一番恐ろしいもの

2012-06-26 07:07

先日こんな記事を読んだ。

ストレス・アット・ワーク(Stress@Work)と名づけられたAndroidアプリは、FacebookやTwitter、SMSなどのメッセージの内容が不愉快なことでショックを受けたりストレスを感じたりすることを避けるために、内容によってメッセージを分類して色で表示する。好ましいメッセージは緑、ネガティブだったり危なかったりするメッセージは赤、中間は青で分けてあるので、中身を読む前に心の準備ができるし、後から読むことにもできるし、読まずに捨てることもできる。

via: 開封する前にメッセージが不快な内容かどうか教えてくれるアプリ from WirelessWire News « WIRED.jp 世界最強の「テクノ」ジャーナリズム

一見良いアイディアのように思える。しかし私見ではこれは現在以上のストレスをユーザに与えることになるだろう。

## 取り組む課題:
1. 抜粋で紹介されているアプリでは、ネガティブだったり危なかったりするメッセージは何色で表示されますか。
2. 抜粋の「2012-06-26 07:07」から「ザに与えることになるだろう。」までを、両端を含めてそのまま書き写してください。

(データ項目)
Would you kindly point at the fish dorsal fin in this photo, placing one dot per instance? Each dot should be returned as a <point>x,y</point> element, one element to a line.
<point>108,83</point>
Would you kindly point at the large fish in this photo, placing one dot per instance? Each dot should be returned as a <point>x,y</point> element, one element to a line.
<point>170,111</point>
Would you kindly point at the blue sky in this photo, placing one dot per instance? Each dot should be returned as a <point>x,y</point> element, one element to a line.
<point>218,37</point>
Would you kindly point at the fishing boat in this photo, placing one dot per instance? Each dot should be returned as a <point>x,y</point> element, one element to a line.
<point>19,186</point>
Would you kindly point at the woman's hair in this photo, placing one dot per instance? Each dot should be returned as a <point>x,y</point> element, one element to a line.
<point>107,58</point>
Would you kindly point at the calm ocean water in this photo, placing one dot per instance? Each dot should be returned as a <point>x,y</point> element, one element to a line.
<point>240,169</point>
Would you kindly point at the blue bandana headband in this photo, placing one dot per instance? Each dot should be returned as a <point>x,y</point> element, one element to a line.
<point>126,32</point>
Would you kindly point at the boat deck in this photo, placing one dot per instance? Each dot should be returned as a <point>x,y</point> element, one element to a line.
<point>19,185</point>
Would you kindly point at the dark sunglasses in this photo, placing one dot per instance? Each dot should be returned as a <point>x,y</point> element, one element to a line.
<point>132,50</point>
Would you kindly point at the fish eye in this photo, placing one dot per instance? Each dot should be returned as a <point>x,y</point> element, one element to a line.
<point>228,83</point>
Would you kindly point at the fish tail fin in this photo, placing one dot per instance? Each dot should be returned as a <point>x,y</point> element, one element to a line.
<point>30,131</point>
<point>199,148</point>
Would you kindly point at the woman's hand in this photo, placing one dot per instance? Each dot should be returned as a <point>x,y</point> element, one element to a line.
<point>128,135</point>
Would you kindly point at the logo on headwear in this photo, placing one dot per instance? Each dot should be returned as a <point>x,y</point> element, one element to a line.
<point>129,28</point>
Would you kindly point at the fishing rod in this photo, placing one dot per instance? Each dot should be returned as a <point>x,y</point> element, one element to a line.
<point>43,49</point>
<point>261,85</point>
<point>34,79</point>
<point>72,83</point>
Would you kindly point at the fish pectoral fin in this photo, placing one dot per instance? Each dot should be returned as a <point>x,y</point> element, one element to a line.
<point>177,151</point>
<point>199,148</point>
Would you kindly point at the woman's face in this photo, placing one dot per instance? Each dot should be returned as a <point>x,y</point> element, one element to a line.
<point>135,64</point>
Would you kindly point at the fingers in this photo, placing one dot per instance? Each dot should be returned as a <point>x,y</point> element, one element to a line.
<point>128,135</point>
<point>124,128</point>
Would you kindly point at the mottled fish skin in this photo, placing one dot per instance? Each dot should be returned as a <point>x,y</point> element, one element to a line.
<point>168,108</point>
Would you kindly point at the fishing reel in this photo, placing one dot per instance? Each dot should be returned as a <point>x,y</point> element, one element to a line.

## 課題別の解答:
1. 赤で表示されます。

2.
2012-06-26 07:07

先日こんな記事を読んだ。

ストレス・アット・ワーク(Stress@Work)と名づけられたAndroidアプリは、FacebookやTwitter、SMSなどのメッセージの内容が不愉快なことでショックを受けたりストレスを感じたりすることを避けるために、内容によってメッセージを分類して色で表示する。好ましいメッセージは緑、ネガティブだったり危なかったりするメッセージは赤、中間は青で分けてあるので、中身を読む前に心の準備ができるし、後から読むことにもできるし、読まずに捨てることもできる。

via: 開封する前にメッセージが不快な内容かどうか教えてくれるアプリ from WirelessWire News « WIRED.jp 世界最強の「テクノ」ジャーナリズム

一見良いアイディアのように思える。しかし私見ではこれは現在以上のストレスをユーザに与えることになるだろう。